● EXTRAIT DU DOCUMENT

★ ★ ★

Homélie pour la Solennité de Notre Dame, Reine de Palestine 2025
Ac 1,12-14; Ap 11:19a;12:1,3-6a,10a; Lc 1,41-50
Deir Rafat, 25 octobre 2025
Excellences,
Chers frères et sœurs,
Que le Seigneur vous donne sa paix !
Comme chaque année, je souhaite m'attarder sur quelques points que la Parole de Dieu nous offre pour notre réflexion, en cette magnifique journée de partage et de prière autour de la Très Sainte Vierge.
La lecture des Actes des Apôtres s'ouvre sur une phrase qui m'a toujours frappé et qui, aujourd'hui plus que jamais, peut inspirer la vie de nos communautés ecclésiales : « Alors, ils retournèrent à Jérusalem depuis le lieu-dit « mont des Oliviers » qui en est proche » (Ac 1, 12).
Les disciples sont retournés à Jérusalem, au Cénacle, où ils allaient bientôt recevoir l’Esprit Saint, le jour de la Pentecôte, avec la Très Sainte Vierge Marie. Ils sont retournés dans la ville, lieu de vie, de relations, de communauté.
Après la crucifixion et la mort de Jésus, les disciples s'étaient dispersés. Avec sa mort, quelque chose était mort aussi dans leur cœur. Ils avaient perdu l'espérance qui les animait. Ils reprirent leurs activités quotidiennes, mais en eux régnaient la déception et un sentiment d'échec. Les deux disciples d'Emmaüs l'exprimèrent clairement : « Nous espérions que c’était lui qui allait délivrer Israël » (Lc 24, 21). Mais ensuite, après leur rencontre avec Jésus ressuscité, tout a changé à nouveau. Il leur a fallu du temps pour comprendre le sens de ce qui s'était passé, mais ils sont néanmoins revenus pleinement à la vie. L'espoir qui semblait déçu s'est peu à peu transformé en une foi certaine.

★ ★ ★

● PARTIE DES DONNÉES
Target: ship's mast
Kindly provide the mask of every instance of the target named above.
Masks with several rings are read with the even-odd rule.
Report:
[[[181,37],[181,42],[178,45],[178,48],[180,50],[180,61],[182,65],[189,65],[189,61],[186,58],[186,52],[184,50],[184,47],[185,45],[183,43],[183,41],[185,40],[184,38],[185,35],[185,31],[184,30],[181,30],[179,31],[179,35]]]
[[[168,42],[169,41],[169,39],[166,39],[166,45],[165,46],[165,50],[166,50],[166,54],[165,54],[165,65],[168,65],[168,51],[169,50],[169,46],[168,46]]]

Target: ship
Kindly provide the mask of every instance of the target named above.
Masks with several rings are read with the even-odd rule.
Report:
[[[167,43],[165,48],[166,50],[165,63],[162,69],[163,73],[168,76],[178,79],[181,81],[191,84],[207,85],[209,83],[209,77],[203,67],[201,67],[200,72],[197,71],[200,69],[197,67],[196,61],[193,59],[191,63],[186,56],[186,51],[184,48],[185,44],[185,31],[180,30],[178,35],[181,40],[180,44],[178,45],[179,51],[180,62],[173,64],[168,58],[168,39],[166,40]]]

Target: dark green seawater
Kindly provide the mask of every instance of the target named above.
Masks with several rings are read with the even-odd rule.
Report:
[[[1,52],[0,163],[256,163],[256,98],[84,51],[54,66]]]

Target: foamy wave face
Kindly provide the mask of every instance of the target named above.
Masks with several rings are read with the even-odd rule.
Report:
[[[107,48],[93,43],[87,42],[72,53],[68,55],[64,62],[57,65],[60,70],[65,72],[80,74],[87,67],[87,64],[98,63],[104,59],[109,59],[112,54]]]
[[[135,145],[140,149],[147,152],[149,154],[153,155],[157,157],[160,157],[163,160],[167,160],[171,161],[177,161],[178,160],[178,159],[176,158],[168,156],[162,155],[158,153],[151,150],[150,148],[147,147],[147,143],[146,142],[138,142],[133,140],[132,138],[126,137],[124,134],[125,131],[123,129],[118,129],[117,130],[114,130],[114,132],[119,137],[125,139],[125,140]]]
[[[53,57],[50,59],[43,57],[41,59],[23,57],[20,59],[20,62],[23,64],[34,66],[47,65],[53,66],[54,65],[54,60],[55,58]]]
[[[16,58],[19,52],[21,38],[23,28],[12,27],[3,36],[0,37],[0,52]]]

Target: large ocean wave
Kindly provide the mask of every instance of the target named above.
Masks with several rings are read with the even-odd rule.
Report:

★ ★ ★

● PETITS DÉFIS
[1] D'après l'homélie, qu'est-ce qui a tout changé pour les disciples après leur déception ? Répondez en une à trois phrases.
[2] Poursuivez l'homélie sur Notre-Dame, Reine de Palestine, en reprenant juste après sa dernière phrase.

● RÉPONSES AUX DÉFIS
[1] C'est leur rencontre avec Jésus ressuscité qui a tout changé. Il leur a fallu du temps pour comprendre ce qui s'était passé, mais ils sont revenus pleinement à la vie, et leur espoir déçu s'est peu à peu transformé en une foi certaine.

[2]
Je pense que cette affirmation s'applique également à nous aujourd'hui. La guerre a suspendu nos vies pendant trop longtemps. D'une part, nous avons vécu le drame de la guerre, qui, nous l'espérons, touche enfin à sa fin, même si les difficultés politiques et leurs conséquences continuent de peser sur chacune de nos familles. Cela a renforcé en nous le même sentiment de méfiance et de déception que celui des disciples. D'autre part, il semble que nous puissions commencer à penser que la vie peut peut-être reprendre, que nous pouvons à nouveau envisager l'avenir de manière plus positive. Voici l'expression qui me frappe : « revenir ». Nous ne devons plus permettre au Dragon de l'Apocalypse de nous paralyser, à l'intérieur comme à l'extérieur, comme cela est arrivé aux disciples.
Je ne sais pas si la guerre est vraiment terminée, mais nous savons que le conflit va se poursuivre. Nous devons surmonter la tentation de le considérer comme une simple parenthèse dans la vie de notre Église, aussi longue soit-elle. Le conflit, les dynamiques politiques et religieuses complexes, ainsi que les conséquences inévitables des préjugés et des peurs réciproques, font désormais partie intégrante de notre identité ecclésiale. Ils ne représentent pas simplement un obstacle à surmonter pour pouvoir vivre, mais constituent le lieu où la vie de l'Église est appelée à s'exprimer ; ils sont le contexte dans lequel nous sommes appelés à apporter notre lumière, notre regard, notre espérance.
Il ne s'agit pas seulement d'un appel personnel, mais d'une vocation qui implique toute la communauté ecclésiale. Nous sommes donc appelés à choisir comment vivre ce conflit : soit le laisser conditionner notre pensée et notre regard, soit décider nous-mêmes comment le vivre, en tant que communauté chrétienne. Nous devons nous demander si nous avons quelque chose d'authentique et de personnel à dire sur la vie dans notre Terre Sainte.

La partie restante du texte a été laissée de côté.